• _Work instructions_
Count every line of the material that holds the string "feather". Respond with the total only.

=== Begin Enclosure ===

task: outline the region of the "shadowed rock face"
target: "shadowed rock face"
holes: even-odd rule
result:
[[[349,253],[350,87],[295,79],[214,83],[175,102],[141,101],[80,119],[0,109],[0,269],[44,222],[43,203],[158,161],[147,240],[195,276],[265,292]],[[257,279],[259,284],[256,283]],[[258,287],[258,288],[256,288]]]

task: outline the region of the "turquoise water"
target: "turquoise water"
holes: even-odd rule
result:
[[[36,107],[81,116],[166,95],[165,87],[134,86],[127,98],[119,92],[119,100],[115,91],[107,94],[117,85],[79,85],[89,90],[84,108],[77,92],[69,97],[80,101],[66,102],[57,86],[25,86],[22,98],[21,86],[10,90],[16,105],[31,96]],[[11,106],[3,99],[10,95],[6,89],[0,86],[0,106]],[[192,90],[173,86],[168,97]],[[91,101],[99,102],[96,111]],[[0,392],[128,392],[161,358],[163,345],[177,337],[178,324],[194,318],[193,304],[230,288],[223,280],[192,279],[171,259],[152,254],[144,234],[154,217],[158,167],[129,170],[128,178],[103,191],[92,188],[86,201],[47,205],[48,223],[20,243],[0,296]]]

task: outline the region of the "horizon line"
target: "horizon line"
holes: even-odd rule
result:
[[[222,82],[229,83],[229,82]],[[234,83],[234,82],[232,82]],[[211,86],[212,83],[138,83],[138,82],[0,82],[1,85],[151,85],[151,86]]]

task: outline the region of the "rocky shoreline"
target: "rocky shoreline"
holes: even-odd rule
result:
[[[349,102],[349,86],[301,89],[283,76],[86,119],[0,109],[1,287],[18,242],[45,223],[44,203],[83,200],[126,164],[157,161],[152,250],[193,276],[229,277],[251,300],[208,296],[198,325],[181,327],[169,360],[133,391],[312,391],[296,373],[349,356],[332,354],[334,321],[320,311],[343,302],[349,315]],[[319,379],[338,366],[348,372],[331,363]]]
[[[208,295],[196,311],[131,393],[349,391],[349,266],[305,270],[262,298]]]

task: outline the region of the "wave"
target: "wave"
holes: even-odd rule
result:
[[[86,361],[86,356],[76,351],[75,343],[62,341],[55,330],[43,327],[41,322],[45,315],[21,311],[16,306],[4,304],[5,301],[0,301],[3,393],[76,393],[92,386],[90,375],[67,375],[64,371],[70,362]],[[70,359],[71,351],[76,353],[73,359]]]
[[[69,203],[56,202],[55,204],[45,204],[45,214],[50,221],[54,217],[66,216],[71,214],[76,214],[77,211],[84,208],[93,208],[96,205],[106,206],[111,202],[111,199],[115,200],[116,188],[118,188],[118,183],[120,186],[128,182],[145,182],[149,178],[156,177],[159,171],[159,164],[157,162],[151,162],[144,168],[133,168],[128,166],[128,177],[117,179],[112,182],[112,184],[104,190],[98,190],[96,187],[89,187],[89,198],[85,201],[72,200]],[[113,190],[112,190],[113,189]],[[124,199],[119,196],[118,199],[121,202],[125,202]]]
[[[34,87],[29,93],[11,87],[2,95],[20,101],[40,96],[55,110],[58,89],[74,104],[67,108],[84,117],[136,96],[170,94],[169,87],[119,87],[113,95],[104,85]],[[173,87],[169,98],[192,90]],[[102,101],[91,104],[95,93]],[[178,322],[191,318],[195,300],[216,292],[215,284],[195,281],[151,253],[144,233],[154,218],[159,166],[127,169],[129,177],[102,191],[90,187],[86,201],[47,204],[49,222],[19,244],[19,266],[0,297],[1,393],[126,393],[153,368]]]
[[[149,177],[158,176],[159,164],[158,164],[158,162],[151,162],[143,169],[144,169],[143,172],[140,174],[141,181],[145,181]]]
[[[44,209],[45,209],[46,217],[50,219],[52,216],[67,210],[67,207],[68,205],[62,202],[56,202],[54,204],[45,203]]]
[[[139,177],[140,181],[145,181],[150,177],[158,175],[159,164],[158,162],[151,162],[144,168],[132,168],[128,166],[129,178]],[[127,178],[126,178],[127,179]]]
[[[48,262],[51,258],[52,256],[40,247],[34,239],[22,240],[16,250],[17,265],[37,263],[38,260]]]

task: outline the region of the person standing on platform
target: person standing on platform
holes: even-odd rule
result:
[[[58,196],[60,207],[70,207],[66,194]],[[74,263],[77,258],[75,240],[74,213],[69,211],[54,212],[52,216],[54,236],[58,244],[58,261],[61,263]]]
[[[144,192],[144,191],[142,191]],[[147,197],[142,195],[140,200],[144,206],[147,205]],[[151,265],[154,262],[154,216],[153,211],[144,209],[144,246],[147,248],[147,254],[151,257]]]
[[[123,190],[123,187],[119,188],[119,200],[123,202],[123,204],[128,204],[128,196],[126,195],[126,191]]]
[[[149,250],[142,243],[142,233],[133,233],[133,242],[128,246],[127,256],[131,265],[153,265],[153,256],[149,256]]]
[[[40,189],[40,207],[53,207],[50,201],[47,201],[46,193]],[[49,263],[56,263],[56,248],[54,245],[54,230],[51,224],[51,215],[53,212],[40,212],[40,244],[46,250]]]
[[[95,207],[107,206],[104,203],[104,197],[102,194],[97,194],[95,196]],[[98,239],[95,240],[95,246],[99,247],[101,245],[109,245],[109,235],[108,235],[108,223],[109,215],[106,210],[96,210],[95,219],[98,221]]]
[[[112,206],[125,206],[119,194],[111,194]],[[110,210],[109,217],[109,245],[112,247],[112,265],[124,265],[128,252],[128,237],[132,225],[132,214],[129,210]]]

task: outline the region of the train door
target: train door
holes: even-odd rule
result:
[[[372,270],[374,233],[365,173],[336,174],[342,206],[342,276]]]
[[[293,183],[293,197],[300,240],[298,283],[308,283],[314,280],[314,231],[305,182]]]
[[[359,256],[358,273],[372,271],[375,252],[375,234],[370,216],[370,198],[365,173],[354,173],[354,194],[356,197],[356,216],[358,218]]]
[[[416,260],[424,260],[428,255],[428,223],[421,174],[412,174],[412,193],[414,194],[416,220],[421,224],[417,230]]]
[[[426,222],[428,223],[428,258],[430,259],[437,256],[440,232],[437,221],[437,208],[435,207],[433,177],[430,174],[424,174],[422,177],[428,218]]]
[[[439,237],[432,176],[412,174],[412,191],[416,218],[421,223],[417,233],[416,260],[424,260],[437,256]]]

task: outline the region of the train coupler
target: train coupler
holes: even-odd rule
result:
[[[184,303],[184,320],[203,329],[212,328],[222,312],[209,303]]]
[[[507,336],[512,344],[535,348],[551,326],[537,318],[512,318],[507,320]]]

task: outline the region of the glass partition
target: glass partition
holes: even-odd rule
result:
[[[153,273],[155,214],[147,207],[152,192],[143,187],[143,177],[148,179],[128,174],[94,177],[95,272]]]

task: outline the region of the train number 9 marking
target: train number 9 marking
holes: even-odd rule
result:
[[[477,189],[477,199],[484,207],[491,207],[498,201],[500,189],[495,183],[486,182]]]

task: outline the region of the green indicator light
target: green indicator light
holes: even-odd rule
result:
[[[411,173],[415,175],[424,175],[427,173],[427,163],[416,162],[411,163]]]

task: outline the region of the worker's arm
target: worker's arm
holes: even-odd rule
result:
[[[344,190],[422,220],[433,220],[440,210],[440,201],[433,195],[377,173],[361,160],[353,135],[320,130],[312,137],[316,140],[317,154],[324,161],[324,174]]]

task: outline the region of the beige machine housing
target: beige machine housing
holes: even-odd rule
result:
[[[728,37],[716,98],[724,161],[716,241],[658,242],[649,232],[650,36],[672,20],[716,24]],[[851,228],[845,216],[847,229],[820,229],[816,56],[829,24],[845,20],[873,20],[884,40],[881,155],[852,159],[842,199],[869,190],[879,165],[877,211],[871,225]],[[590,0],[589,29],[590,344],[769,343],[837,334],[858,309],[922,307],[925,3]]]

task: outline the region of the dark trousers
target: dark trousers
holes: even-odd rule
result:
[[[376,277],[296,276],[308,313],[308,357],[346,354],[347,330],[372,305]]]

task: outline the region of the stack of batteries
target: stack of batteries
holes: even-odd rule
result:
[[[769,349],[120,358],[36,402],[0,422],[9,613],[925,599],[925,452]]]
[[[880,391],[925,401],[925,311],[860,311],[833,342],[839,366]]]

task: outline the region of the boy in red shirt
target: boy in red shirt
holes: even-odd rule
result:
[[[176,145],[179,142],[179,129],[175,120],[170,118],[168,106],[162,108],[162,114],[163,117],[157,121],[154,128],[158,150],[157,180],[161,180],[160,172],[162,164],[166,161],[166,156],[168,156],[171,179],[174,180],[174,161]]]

=== End Enclosure ===
=== Begin Enclosure ===

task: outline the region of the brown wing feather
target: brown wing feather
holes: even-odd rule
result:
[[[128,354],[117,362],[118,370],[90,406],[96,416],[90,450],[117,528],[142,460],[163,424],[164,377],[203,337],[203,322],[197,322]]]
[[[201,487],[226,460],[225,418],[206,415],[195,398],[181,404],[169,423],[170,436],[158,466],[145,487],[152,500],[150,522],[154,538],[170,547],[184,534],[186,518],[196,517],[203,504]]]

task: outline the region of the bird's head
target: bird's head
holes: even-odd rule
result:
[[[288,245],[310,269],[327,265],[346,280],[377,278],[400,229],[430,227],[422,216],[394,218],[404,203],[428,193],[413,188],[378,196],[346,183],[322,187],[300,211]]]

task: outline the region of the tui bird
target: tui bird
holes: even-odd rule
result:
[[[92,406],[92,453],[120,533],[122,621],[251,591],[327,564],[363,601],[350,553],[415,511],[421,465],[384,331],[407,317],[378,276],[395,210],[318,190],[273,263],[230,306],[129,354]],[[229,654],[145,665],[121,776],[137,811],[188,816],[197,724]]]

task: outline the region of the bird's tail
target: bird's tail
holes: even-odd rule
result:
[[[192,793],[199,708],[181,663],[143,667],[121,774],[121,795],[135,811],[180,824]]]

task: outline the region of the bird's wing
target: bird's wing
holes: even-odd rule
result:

=== End Enclosure ===
=== Begin Enclosure ===

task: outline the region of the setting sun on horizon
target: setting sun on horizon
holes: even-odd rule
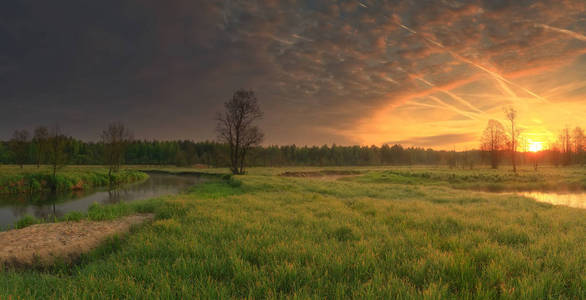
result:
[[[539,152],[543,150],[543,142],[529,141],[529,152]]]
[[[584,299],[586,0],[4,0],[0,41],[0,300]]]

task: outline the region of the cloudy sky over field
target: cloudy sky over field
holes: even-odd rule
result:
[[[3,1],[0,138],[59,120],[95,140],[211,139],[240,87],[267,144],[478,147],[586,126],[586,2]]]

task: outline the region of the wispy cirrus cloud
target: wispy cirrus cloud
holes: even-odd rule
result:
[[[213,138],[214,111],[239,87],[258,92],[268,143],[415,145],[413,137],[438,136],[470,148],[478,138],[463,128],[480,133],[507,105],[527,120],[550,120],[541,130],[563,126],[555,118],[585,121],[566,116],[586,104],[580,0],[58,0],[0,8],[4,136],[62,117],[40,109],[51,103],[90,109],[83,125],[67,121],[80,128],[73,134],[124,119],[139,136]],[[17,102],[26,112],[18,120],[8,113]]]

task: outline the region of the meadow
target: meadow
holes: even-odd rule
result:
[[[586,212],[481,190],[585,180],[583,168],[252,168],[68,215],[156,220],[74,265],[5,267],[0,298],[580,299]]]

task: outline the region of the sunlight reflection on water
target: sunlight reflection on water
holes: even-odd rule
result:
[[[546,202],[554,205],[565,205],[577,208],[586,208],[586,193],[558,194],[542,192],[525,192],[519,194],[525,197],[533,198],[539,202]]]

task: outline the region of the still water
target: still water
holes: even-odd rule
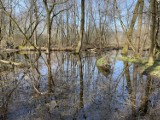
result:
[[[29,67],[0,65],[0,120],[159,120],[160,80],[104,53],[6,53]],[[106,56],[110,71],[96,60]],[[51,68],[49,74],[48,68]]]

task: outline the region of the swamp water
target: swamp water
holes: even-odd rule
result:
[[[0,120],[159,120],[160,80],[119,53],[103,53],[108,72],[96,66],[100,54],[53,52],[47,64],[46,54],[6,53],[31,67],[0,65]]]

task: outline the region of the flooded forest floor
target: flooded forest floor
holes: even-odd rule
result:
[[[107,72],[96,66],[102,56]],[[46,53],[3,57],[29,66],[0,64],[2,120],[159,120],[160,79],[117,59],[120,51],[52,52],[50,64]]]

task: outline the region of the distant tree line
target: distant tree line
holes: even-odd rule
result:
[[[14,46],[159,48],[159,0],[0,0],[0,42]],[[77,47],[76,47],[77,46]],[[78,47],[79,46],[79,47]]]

=== End Enclosure ===

• _Result of the exercise_
2